**WRITTEN REQUEST A:**
In the rows, starting at the line that has "Target phrase = clear acrylic box" and ending with the last row, replace "pretty-printed" with "indented" and leave everything else unchanged. Give only those lines.

# # # #

Fix weighted TBE inference NaN (un-init) row_weights (pytorch#4006)

sryap · facebook-github-bot · commit 9af600ef20a3 · 2025-04-24T13:50:51.000-07:00
Summary: Pull Request resolved: pytorch#4006 X-link: facebookresearch/FBGEMM#1093 This diff fixes the problem introduced by D70855331 that the `per_sample_weights` in the TBE inference kernels were not properly initialized and became NaNs, causing the embedding lookup output to contain NaNs. Reviewed By: jwfromm Differential Revision: D73387999 fbshipit-source-id: 005e41f829cd6e255d3b78a0bb06dfd491ae0ee4
diff --git a/fbgemm_gpu/codegen/inference/embedding_forward_quantized_split_nbit_kernel_template.cu b/fbgemm_gpu/codegen/inference/embedding_forward_quantized_split_nbit_kernel_template.cu
@@ -212,15 +212,12 @@ __global__ void {{ emb_weight_type.enum_name }}_split_embedding{{ "_nobag" if no
             buffers[warp_idx][i][input_row_idx][row_load_idx] = data;
           }
           {% if weighted %}
-          {%- if is_rocm %}
-          if (valid && row_load_idx == 0)  {
+          if (row_load_idx == 0)  {
             // Use only one thread to load the index weight to prevent a race
             // condition when writing to the shared memory
-            buffers_indice_weights[warp_idx][i][input_row_idx][packed_bag_load_idx] = indice_weights[indices_starts[i] + L_start + input_row_idx];
+            buffers_indice_weights[warp_idx][i][input_row_idx][packed_bag_load_idx] =
+              valid ? indice_weights[indices_starts[i] + L_start + input_row_idx] : 0.0;
           }
-          {%- else %}
-          buffers_indice_weights[warp_idx][i][input_row_idx][packed_bag_load_idx] = valid ? indice_weights[indices_starts[i] + L_start + input_row_idx] : 0.0;
-          {%- endif %}
           {% endif %}
         }
       }
@@ -255,15 +252,12 @@ __global__ void {{ emb_weight_type.enum_name }}_split_embedding{{ "_nobag" if no
           cp_async_zfill_cg<sizeof(uint4)>(&buffers[warp_idx][i][input_row_idx][row_load_idx], &row[row_load_idx], valid);
         }
         {% if weighted %}
-        {%- if is_rocm %}
-        if (valid && row_load_idx == 0) {
+        if (row_load_idx == 0) {
           // Use only one thread to load the index weight to prevent a race
           // condition when writing to the shared memory
-          buffers_indice_weights[warp_idx][i][input_row_idx][packed_bag_load_idx] = indice_weights[indices_starts[i] + L_start + input_row_idx];
+          buffers_indice_weights[warp_idx][i][input_row_idx][packed_bag_load_idx] =
+            valid ? indice_weights[indices_starts[i] + L_start + input_row_idx] : 0.0;
         }
-        {%- else %}
-        buffers_indice_weights[warp_idx][i][input_row_idx][packed_bag_load_idx] = valid ? indice_weights[indices_starts[i] + L_start + input_row_idx] : 0.0;
-        {%- endif %}
         {% endif %}
       }
       {%- if is_rocm %}
diff --git a/fbgemm_gpu/test/tbe/inference/failures_dict_fast.json b/fbgemm_gpu/test/tbe/inference/failures_dict_fast.json
@@ -12,6 +12,7 @@
     "fbgemm::HFP8QuantizedToFloat": {},
     "fbgemm::asynchronous_complete_cumsum": {},
     "fbgemm::bounds_check_indices": {},
+    "fbgemm::check_feature_gate_key": {},
     "fbgemm::dense_embedding_codegen_lookup_function": {
       "BackwardDenseTest.test_autograd_registration__test_backward_dense": {
         "comment": "",
@@ -30,12 +31,14 @@
       }
     },
     "fbgemm::emb_inplace_update": {},
+    "fbgemm::get_infos_metadata": {},
     "fbgemm::get_unique_indices": {
       "LXUCacheTest.test_faketensor__test_unique_lxu_cache_lookup": {
         "comment": "",
         "status": "xfail"

# # # #

**WRITTEN REQUEST B:**
Continue the commit diff about the weighted TBE inference NaN fix from the point where it stops.

**MATERIAL SUPPLIED:**
# # # #

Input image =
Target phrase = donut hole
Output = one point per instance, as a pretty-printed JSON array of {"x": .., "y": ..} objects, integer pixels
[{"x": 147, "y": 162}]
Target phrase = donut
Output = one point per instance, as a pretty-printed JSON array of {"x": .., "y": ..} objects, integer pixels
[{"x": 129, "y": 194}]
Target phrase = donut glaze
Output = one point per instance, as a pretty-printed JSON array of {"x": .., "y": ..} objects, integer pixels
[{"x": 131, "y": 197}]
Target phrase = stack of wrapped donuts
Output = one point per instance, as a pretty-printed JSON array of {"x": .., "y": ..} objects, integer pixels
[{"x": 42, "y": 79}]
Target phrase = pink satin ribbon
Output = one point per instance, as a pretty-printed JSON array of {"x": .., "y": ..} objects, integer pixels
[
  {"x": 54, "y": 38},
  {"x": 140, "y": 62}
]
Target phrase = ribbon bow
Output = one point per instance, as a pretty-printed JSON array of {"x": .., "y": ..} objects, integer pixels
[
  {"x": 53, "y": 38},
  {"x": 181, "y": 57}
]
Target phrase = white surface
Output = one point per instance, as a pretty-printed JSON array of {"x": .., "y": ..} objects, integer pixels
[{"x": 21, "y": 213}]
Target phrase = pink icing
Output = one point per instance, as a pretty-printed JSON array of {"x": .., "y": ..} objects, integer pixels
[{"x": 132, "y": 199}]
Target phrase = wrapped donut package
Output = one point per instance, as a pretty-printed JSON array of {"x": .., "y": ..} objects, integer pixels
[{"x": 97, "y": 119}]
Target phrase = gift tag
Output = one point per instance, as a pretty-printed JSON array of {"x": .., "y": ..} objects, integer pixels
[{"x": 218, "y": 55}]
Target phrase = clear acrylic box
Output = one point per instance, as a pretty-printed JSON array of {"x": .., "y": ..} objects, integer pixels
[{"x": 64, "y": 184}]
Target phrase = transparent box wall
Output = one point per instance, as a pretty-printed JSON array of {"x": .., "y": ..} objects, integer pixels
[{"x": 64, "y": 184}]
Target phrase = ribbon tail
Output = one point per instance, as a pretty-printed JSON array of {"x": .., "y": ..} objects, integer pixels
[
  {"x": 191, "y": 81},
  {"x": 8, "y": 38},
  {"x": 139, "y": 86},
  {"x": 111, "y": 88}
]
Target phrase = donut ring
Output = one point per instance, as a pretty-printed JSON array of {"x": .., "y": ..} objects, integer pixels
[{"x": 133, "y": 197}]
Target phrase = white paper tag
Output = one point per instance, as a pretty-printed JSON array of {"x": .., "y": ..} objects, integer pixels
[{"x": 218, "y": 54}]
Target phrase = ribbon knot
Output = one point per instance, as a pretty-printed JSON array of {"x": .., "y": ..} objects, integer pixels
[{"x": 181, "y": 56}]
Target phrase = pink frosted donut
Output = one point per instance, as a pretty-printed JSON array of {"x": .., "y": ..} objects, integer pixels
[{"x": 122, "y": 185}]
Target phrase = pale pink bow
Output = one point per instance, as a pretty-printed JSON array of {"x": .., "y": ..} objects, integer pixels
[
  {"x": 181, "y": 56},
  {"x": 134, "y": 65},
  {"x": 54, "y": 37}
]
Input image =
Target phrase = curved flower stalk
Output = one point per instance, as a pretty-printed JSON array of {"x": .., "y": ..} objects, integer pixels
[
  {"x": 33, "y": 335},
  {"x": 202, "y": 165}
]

# # # #

**FINAL RESULT A:**
Target phrase = clear acrylic box
Output = one point per instance, as a indented JSON array of {"x": .., "y": ..} objects, integer pixels
[{"x": 64, "y": 184}]
Target phrase = transparent box wall
Output = one point per instance, as a indented JSON array of {"x": .., "y": ..} objects, integer pixels
[{"x": 64, "y": 184}]
Target phrase = ribbon tail
Output = one point per instance, as a indented JSON array of {"x": .., "y": ..} objects, integer pixels
[
  {"x": 191, "y": 81},
  {"x": 8, "y": 38},
  {"x": 139, "y": 86},
  {"x": 111, "y": 88}
]
Target phrase = donut ring
Output = one point per instance, as a indented JSON array of {"x": .., "y": ..} objects, integer pixels
[{"x": 133, "y": 197}]
Target phrase = white paper tag
Output = one point per instance, as a indented JSON array of {"x": .., "y": ..} objects, integer pixels
[{"x": 218, "y": 54}]
Target phrase = ribbon knot
Output = one point per instance, as a indented JSON array of {"x": .., "y": ..} objects, integer pixels
[{"x": 181, "y": 56}]
Target phrase = pink frosted donut
Output = one point per instance, as a indented JSON array of {"x": .., "y": ..} objects, integer pixels
[{"x": 122, "y": 185}]
Target phrase = pale pink bow
Output = one point per instance, as a indented JSON array of {"x": .., "y": ..} objects, integer pixels
[
  {"x": 181, "y": 56},
  {"x": 134, "y": 65},
  {"x": 54, "y": 37}
]
Input image =
Target phrase = curved flower stalk
Output = one point per instance, as a indented JSON array of {"x": .., "y": ..} objects, integer pixels
[
  {"x": 33, "y": 335},
  {"x": 202, "y": 165}
]

**FINAL RESULT B:**
       }
     },
+    "fbgemm::initialize_nan_shared_mem": {},
     "fbgemm::int_nbit_split_embedding_codegen_lookup_function": {
       "NBitForwardTest.test_faketensor__test_nbit_forward_fused_pooled_emb_quant": {
         "comment": "",
@@ -306,6 +309,7 @@
     "fbgemm::split_embedding_codegen_lookup_rowwise_adagrad_function_cpu": {},
     "fbgemm::split_embedding_codegen_lookup_rowwise_weighted_adagrad_function": {},
     "fbgemm::split_embedding_codegen_lookup_sgd_function": {},
-    "fbgemm::split_embedding_codegen_lookup_sgd_function_cpu": {}
+    "fbgemm::split_embedding_codegen_lookup_sgd_function_cpu": {},
+    "fbgemm::split_embedding_codegen_lookup_sgd_function_pt2": {}
   }
 }
diff --git a/fbgemm_gpu/test/tbe/inference/nbit_forward_test.py b/fbgemm_gpu/test/tbe/inference/nbit_forward_test.py
@@ -115,6 +115,9 @@
             "Operator outputs int4 tensors which do not support opcheck tests"
         ),
     ],
+    "test_faketensor__test_nbit_forward_fused_pooled_emb_quant_nan_weighted": [
+        unittest.skip("Operator not implemented for fake tensors"),
+    ],
 }
 
 
@@ -354,6 +357,92 @@ def test_nbit_forward_fused_pooled_emb_quant_against_ref(
             **kwargs,
         )
 
+    @unittest.skipIf(*gpu_unavailable)
+    def test_nbit_forward_fused_pooled_emb_quant_nan_weighted(self) -> None:
+        # Hash size
+        E = 10
+        # Embedding dimensoin
+        D = 160
+        # Pooling factor
+        L = 64
+
+        # Use TBE training op as a reference
+        op_ref = SplitTableBatchedEmbeddingBagsCodegen(
+            [
+                (E, D, EmbeddingLocation.DEVICE, ComputeDevice.CUDA),
+            ],
+            weights_precision=SparseType.FP32,
+            output_dtype=SparseType.FP32,
+            device=torch.cuda.current_device(),
+        )
+
+        # Instantiate TBE inference
+        op = IntNBitTableBatchedEmbeddingBagsCodegen(
+            embedding_specs=[
+                (
+                    "",
+                    E,
+                    D,
+                    SparseType.INT4,
+                    EmbeddingLocation.DEVICE,
+                ),
+            ],
+            output_dtype=SparseType.FP16,
+        )
+
+        # Initialize weights_ref with 1.0
+        weights_ref = op_ref.split_embedding_weights()
+        weights_ref[0].fill_(1.0)
+
+        # Copy weights_ref to weights
+        op.initialize_weights()
+        weights = op.split_embedding_weights()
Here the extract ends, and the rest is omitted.